EXTRACT PROVIDED:
>> start

Regulators are said to be fast-tracking tech IPOs and debating allowing dual-class shares in China.

China Looks to Claw Back $1.4 Trillion in Lost Tech Listings
The flags of China and the Hong Kong Special Administrative Region hang in a display in Hong Kong, China. (Photographer: Anthony Kwan/Bloomberg)

(Bloomberg) -- One by one they’ve flown the coop -- Tencent, Weibo, Alibaba -- all locally cultivated technology stars that are padding returns for investors to the tune of $1.4 trillion, everywhere except China.

Together they make a bloc one-fifth the size of all the listed shares in Shanghai and Shenzhen. And more are coming: two-fifths of unicorns across the globe call China home. Their absence is sapping life from the world’s second largest stock market, leaving it clogged with state-controlled dinosaurs.

All because the government is touchy about listing anything with a high valuation or no track record of earnings.

There are signs it’s about to change. Beijing is mulling ways to get companies listed overseas to trade on the mainland. Regulators are said to be fast-tracking tech IPOs this year and debating allowing dual-class shares. A bigger task is making the onshore market a viable option for new companies.

“Domestic investors haven’t been able to share the fruits of China’s new economy and Internet sectors,” said Eric Bian, vice president of Asia Pacific emerging markets equities at JPMorgan Asset Management in Hong Kong. “Regulators should think about whether they should loosen some restrictions for the next generation of unicorns to list on the home market.”

China Looks to Claw Back $1.4 Trillion in Lost Tech Listings

Unlike a place like Europe, where viable tech firms rarely surface, China is awash in them, from global powerhouses like Tencent Holdings Ltd. to billion-dollar startups such as Megvii Inc., Babytree and Ele.me. What’s missing is a regulatory structure that is comfortable with younger companies. Among other barriers, candidates in Shanghai or Shenzhen must be profitable before they apply, a significant hurdle when you consider American firms like Twitter Inc. or Box Inc. are still reporting losses.

>> end

GIVEN RECORDS:
>> start

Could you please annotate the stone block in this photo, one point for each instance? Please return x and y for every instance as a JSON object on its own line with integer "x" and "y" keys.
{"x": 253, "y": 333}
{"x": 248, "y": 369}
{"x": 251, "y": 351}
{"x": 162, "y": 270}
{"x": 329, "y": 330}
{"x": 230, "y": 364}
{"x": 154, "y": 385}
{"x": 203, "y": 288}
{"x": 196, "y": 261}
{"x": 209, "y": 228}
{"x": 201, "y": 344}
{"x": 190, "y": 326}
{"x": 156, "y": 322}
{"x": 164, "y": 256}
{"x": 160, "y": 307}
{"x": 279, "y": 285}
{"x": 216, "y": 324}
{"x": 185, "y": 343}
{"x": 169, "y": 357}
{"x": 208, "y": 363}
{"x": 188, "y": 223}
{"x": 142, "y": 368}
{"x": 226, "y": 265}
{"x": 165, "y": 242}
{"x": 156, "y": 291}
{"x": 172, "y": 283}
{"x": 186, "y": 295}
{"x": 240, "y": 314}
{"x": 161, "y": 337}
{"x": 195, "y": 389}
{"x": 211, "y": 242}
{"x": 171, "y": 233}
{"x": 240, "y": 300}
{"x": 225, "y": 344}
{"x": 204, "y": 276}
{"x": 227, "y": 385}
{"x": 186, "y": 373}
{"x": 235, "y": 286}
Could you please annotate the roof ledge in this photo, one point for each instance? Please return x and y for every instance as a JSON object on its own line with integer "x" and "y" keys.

>> end

PROBLEMS TO WORK ON:
1. Please reproduce the part of the article on China's lost tech listings starting with "Together they make" and going on through "with state-controlled dinosaurs.".
2. Gather every line of the entries that contains the string "Could", matching case exactly.

ANSWERS GIVEN:
1.
Together they make a bloc one-fifth the size of all the listed shares in Shanghai and Shenzhen. And more are coming: two-fifths of unicorns across the globe call China home. Their absence is sapping life from the world’s second largest stock market, leaving it clogged with state-controlled dinosaurs.

2.
Could you please annotate the stone block in this photo, one point for each instance? Please return x and y for every instance as a JSON object on its own line with integer "x" and "y" keys.
Could you please annotate the roof ledge in this photo, one point for each instance? Please return x and y for every instance as a JSON object on its own line with integer "x" and "y" keys.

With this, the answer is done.